Some lines in the entries contain the word "grassy". Copy all of them.

Stored data entries:
Segment Open
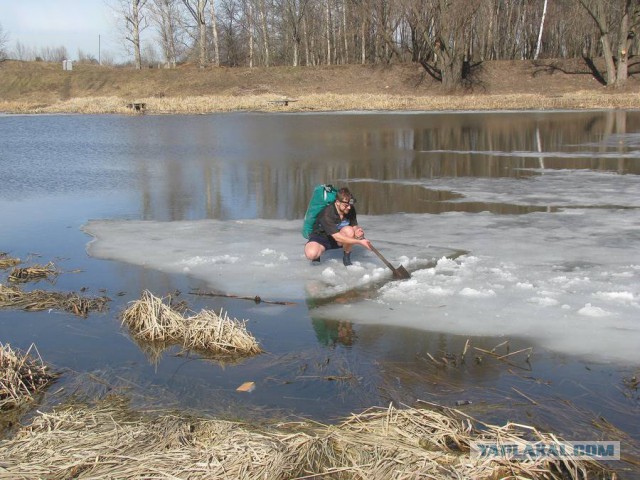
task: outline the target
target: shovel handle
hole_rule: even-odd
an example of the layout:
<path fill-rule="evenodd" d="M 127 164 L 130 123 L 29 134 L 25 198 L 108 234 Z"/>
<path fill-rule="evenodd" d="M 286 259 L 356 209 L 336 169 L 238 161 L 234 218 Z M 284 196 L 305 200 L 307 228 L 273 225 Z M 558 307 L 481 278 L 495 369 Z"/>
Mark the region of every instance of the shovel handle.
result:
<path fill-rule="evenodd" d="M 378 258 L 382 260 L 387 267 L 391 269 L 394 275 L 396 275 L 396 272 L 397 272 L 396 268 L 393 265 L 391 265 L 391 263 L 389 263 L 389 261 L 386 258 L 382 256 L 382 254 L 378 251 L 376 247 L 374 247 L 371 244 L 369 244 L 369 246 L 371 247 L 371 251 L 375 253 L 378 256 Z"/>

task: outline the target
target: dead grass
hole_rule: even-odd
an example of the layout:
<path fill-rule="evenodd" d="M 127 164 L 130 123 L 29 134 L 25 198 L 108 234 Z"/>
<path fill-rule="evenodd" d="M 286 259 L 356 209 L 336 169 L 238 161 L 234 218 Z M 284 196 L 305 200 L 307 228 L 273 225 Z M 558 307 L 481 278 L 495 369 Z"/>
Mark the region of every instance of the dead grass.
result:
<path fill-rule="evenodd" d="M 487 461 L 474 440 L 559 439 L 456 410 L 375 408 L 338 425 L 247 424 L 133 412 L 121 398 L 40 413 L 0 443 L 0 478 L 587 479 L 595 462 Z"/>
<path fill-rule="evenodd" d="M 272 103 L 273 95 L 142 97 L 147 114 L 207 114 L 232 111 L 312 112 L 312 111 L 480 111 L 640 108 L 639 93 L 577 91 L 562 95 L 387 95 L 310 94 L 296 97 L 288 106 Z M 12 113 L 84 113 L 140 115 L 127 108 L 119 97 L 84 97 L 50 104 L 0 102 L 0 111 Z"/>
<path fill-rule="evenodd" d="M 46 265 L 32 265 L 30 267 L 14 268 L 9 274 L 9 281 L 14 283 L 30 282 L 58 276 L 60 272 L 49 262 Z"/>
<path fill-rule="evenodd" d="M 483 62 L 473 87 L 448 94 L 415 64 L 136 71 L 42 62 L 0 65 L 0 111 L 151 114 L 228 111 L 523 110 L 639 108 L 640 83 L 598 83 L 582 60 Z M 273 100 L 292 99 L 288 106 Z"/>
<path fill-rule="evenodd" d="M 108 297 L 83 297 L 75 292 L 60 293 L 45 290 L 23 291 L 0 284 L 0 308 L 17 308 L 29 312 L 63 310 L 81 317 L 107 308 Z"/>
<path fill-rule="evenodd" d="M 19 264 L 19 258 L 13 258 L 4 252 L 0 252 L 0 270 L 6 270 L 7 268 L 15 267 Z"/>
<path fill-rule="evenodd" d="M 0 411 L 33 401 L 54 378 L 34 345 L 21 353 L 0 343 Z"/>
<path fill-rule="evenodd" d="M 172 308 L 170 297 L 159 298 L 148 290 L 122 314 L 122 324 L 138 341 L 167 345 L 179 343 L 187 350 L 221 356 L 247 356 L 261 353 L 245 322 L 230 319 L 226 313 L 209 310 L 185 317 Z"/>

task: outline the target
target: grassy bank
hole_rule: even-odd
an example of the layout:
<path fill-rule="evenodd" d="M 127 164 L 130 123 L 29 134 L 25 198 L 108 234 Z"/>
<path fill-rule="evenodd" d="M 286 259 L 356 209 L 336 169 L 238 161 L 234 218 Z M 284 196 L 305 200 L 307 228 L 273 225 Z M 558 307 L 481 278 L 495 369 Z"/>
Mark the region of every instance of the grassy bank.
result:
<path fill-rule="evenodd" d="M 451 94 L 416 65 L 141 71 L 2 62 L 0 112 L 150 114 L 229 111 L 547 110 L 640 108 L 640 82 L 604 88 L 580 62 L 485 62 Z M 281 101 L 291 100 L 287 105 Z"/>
Segment Closed
Segment Open
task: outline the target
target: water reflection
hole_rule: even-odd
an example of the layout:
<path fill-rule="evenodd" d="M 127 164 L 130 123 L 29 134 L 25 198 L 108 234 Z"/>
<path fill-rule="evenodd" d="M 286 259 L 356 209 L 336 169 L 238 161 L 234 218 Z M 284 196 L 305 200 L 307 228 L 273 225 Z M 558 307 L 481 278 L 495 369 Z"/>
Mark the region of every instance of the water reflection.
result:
Segment Closed
* [Result for this exercise]
target: grassy bank
Mark the region of every instance of the grassy bank.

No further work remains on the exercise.